**BRIEF:**
Copy out all the lines of the data that hold the word "like".

** PROVIDED DATA follows **

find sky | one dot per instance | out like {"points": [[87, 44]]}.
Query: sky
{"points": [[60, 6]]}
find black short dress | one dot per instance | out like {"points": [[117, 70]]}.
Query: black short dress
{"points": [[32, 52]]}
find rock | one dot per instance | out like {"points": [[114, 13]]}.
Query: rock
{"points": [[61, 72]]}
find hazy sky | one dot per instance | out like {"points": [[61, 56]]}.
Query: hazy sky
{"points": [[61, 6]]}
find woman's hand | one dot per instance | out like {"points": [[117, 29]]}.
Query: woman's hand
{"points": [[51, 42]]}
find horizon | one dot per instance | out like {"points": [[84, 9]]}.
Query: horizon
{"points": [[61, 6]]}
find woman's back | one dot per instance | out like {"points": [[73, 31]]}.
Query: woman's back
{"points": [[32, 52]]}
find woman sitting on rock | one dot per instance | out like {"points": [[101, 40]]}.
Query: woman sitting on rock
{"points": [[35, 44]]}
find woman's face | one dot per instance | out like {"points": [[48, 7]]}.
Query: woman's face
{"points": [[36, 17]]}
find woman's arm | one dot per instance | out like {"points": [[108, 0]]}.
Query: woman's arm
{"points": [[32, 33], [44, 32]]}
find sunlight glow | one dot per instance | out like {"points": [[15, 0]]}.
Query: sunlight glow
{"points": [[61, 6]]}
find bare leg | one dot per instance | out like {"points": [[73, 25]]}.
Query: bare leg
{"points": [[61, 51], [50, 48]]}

** End of PROVIDED DATA **

**ANSWER FOR THE TASK:**
find sky | one dot per instance | out like {"points": [[87, 44]]}.
find black short dress | one dot per instance | out like {"points": [[117, 70]]}.
find rock | one dot per instance | out like {"points": [[114, 13]]}.
find hazy sky | one dot per instance | out like {"points": [[61, 56]]}.
find woman's hand | one dot per instance | out like {"points": [[117, 29]]}.
find horizon | one dot per instance | out like {"points": [[84, 9]]}.
find woman's back | one dot per instance | out like {"points": [[73, 31]]}.
find woman sitting on rock | one dot per instance | out like {"points": [[101, 40]]}.
find woman's face | one dot per instance | out like {"points": [[48, 7]]}.
find woman's arm | one dot per instance | out like {"points": [[108, 0]]}.
find sunlight glow | one dot per instance | out like {"points": [[15, 0]]}.
find bare leg | one dot per instance | out like {"points": [[73, 25]]}.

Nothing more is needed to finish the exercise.